BEGIN SELECTED EXCERPT
Dec 11, 2009
Speak, Memory: An Autobiography Revisited, a careful and uncompromising reworking of its 1951 incarnation, is widely embraced as one of the best memoirs of the twentieth century. Nabokov, highly praised for his English and Russian language stories, novels, and poetry, proves his skill and talent as a creative nonfiction writer with this work. In it, he achieves two major feats. First, the evocation of Nabokov’s happy childhood in a liberal aristocratic family during the last years of the Russian czar is made poignant by contrasting this childhood with his subsequent exile and the assassination of his father. Second, aesthetically, words, images, and memories take the writer and his readers on magical little voyages that transcend the limitations of ordinary time and its daily burdens.
Nabokov conceived of the basic structure for what eventually became Speak, Memory as early as 1936, and early versions of some chapters were published in magazines during the 1940s. With the help of his wife Véra, Nabokov completed the first book-length version that was published in the United States in 1951 as Conclusive Evidence. Because he was not so well known at that time, the memoir did not produce a major stir among the reading public. However, after his best-selling novel Lolita (1955) made him world famous, he and Véra had enough financial resources to move to Switzerland, where there was also ample time to revise and improve the autobiography. One of the more helpful additions is a detailed index. A 1966 edition of Speak, Memory underscores what a prankster Nabokov liked to be by including a fictitious review of his own work that was originally to be included with Conclusive Evidence. Such pranks and deliberate red herrings from an author who adored chess, elaborate puns, and artifice have provided biographers and literary critics with challenging puzzles.
END SELECTED EXCERPT
BEGIN EXCERPTED RECORDS
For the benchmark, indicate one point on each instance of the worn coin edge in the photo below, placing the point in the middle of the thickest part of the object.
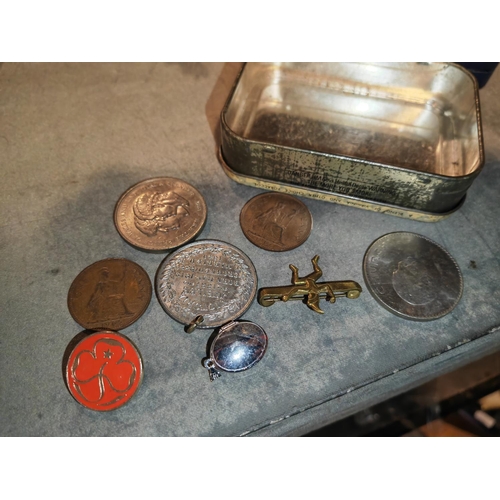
(115, 259)
(171, 255)
(396, 312)
(157, 248)
(273, 194)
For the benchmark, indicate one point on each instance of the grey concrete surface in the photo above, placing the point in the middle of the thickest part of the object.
(74, 137)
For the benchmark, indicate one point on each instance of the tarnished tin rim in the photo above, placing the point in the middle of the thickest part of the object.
(342, 199)
(474, 173)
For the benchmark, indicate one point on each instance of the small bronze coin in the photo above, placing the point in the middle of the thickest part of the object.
(111, 293)
(412, 277)
(276, 221)
(160, 214)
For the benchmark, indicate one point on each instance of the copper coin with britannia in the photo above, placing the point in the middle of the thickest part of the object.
(160, 214)
(276, 221)
(110, 293)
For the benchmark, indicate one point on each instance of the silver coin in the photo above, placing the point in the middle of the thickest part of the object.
(412, 277)
(206, 278)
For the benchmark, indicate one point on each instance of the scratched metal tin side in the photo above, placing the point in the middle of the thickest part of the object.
(318, 194)
(364, 180)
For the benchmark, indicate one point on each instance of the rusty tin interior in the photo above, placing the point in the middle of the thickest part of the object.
(400, 138)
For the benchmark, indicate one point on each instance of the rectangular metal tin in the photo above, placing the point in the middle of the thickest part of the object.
(402, 138)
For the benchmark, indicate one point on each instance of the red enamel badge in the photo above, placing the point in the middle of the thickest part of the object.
(104, 370)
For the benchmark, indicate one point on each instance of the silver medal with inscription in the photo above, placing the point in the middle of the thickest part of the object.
(206, 284)
(412, 276)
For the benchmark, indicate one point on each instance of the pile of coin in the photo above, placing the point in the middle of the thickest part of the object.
(211, 284)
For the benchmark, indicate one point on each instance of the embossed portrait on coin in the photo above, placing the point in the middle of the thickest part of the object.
(159, 212)
(272, 223)
(108, 299)
(413, 281)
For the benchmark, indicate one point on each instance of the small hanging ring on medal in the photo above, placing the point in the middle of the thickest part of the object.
(206, 284)
(236, 347)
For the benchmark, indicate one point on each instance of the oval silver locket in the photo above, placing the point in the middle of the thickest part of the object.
(238, 346)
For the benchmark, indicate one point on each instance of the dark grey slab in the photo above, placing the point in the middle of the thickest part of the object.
(73, 138)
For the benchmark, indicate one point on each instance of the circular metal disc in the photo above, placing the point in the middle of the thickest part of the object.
(103, 371)
(238, 346)
(276, 221)
(209, 278)
(110, 293)
(160, 214)
(412, 277)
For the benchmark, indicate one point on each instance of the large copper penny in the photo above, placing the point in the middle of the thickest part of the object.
(160, 214)
(276, 221)
(412, 276)
(103, 371)
(207, 278)
(111, 293)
END EXCERPTED RECORDS
:: WRITTEN TASKS ::
1/ According to the passage on Speak, Memory, under what title was the first book-length version of the memoir published in the United States in 1951?
2/ Quote the passage on Speak, Memory word for word, starting at "Dec 11, 2009" and ending at "its daily burdens.".
The records are not needed here.

:: THE ANSWERS ::
1/ Conclusive Evidence

2/
Dec 11, 2009
Speak, Memory: An Autobiography Revisited, a careful and uncompromising reworking of its 1951 incarnation, is widely embraced as one of the best memoirs of the twentieth century. Nabokov, highly praised for his English and Russian language stories, novels, and poetry, proves his skill and talent as a creative nonfiction writer with this work. In it, he achieves two major feats. First, the evocation of Nabokov’s happy childhood in a liberal aristocratic family during the last years of the Russian czar is made poignant by contrasting this childhood with his subsequent exile and the assassination of his father. Second, aesthetically, words, images, and memories take the writer and his readers on magical little voyages that transcend the limitations of ordinary time and its daily burdens.